#### TEXT SEGMENT:
┄┄┄┄┄┄┄┄┄┄┄┄┄┄┄┄┄┄┄┄
Chelsea in particular benefit from this. Conte prefers the pressing game, a high-energy tempo which forces opponents into making mistakes. That starts at the front and Costa has embraced that philosophy, reliving his time at Atletico in England.

That was the most noticeable aspect of his performance against Swansea. He was constantly on the shoulder of every member of the home side’s defence, never giving them a moment’s rest. The pressure forced mistakes and caused nervousness to surface to the extent where Francesco Guidolin altered his tactics in response to Costa and the Chelsea attacking dynamic.

Some players need to have demons, an imaginary enemy in their minds, something to rail against. Costa is one of those and last Sunday, controlled himself. The final whistle saw an outburst of raw emotion explode; the fight during the match to keep his emotions in check was hard on him.
┄┄┄┄┄┄┄┄┄┄┄┄┄┄┄┄┄┄┄┄
(A run of records)
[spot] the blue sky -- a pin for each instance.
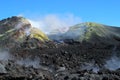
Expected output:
(101, 11)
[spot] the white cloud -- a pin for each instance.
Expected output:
(51, 22)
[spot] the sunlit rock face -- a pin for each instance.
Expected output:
(16, 30)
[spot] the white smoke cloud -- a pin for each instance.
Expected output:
(113, 63)
(55, 23)
(29, 62)
(5, 55)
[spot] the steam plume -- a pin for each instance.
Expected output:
(49, 23)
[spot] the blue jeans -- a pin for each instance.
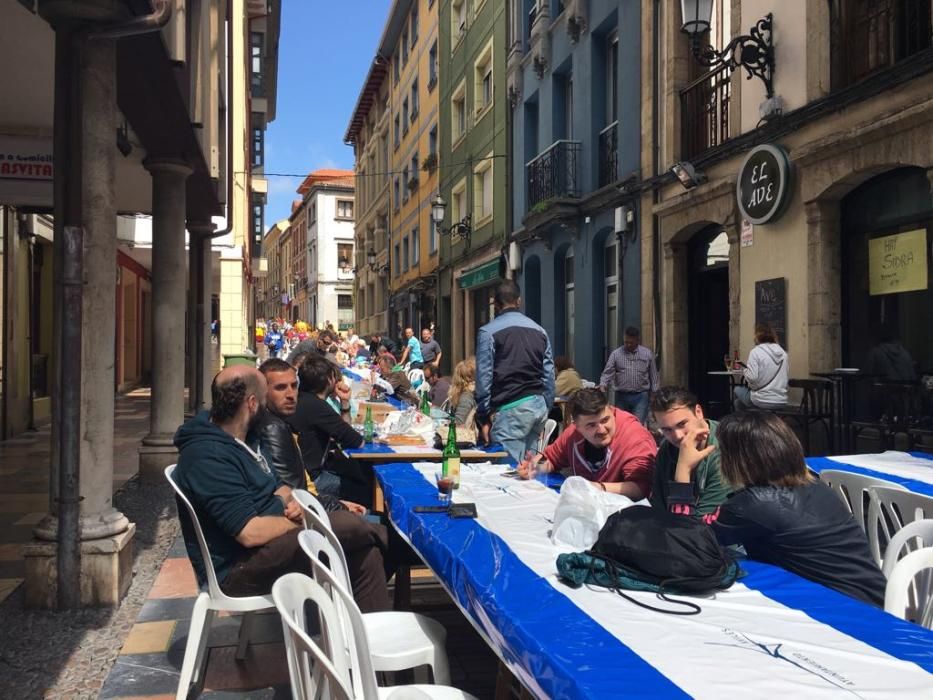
┄┄┄┄┄┄┄┄┄┄┄┄┄┄┄┄┄┄┄┄
#### WORK TO COMPLETE:
(1) In the text about Costa, what style of play does Conte prefer?
(2) Translate this sentence from the text about Costa into Spanish: "That was the most noticeable aspect of his performance against Swansea."
(3) Carry on the text about Costa's play for Chelsea, starting after its last sentence.

#### RESULTS IN ORDER:
(1) The pressing game, a high-energy tempo that forces opponents into making mistakes.

(2) Ese fue el aspecto más llamativo de su actuación contra el Swansea.

(3)
The big test comes when Chelsea visit Arsenal next weekend. Gabriel, his nemesis from last season, won’t be there, injury keeping him out but the atmosphere will be hostile. Two Arsenal players were sent off in the matches between the two clubs last season. Costa will be goaded by the crowd, provoked and abused.

If he can keep his wits about him in that environment, then we might believe that Diego Costa has found a way to let his undoubted talent shine stronger than his temper.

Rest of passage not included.